# Task description
Your response should be the complete data, transcribed exactly.

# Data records
::::::::::

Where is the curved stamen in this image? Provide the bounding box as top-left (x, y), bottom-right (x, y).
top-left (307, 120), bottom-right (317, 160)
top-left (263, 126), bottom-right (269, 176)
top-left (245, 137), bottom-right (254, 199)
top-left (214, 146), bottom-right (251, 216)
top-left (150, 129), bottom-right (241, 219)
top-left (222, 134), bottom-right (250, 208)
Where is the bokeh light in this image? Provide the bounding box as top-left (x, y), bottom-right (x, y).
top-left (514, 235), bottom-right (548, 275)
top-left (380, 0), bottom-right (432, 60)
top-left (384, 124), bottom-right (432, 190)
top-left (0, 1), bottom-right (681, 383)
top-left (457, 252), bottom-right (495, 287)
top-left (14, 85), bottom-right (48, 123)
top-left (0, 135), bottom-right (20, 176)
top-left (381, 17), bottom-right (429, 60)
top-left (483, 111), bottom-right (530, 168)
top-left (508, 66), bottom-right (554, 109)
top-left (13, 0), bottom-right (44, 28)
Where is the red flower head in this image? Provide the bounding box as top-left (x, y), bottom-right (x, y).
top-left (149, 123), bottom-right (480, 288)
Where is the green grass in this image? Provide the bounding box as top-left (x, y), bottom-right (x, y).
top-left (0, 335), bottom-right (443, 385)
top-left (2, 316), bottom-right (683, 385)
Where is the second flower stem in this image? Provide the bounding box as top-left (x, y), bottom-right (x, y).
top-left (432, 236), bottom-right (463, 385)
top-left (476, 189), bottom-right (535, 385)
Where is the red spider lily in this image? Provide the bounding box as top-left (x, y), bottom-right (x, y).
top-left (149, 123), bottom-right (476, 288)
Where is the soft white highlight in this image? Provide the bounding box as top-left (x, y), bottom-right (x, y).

::::::::::

# Response
Where is the curved stamen in this image? Provide the bounding box as top-left (x, y), bottom-right (x, y).
top-left (307, 120), bottom-right (317, 160)
top-left (263, 126), bottom-right (269, 176)
top-left (245, 137), bottom-right (254, 199)
top-left (214, 146), bottom-right (251, 216)
top-left (150, 129), bottom-right (241, 219)
top-left (222, 134), bottom-right (250, 208)
Where is the bokeh light in this image? Provide the bounding box as top-left (x, y), bottom-right (x, y).
top-left (514, 235), bottom-right (548, 275)
top-left (380, 0), bottom-right (432, 60)
top-left (384, 124), bottom-right (432, 190)
top-left (0, 1), bottom-right (681, 383)
top-left (457, 252), bottom-right (495, 287)
top-left (14, 85), bottom-right (48, 123)
top-left (0, 135), bottom-right (20, 176)
top-left (381, 17), bottom-right (429, 60)
top-left (483, 111), bottom-right (530, 168)
top-left (508, 66), bottom-right (554, 109)
top-left (13, 0), bottom-right (44, 28)
Where is the red flower head in this image? Provide the bounding box as top-left (x, y), bottom-right (x, y).
top-left (149, 123), bottom-right (480, 288)
Where is the green grass in this image? Provide the bounding box as top-left (x, y), bottom-right (x, y).
top-left (0, 335), bottom-right (443, 385)
top-left (2, 316), bottom-right (683, 385)
Where is the second flower stem in this image? Provide the bounding box as top-left (x, y), bottom-right (x, y).
top-left (432, 236), bottom-right (463, 385)
top-left (476, 189), bottom-right (535, 385)
Where is the red spider lily in this image? Provide the bounding box as top-left (x, y), bottom-right (x, y).
top-left (149, 123), bottom-right (476, 288)
Where is the soft white highlight in this image? Provide the bounding box as top-left (x, y), bottom-right (x, y).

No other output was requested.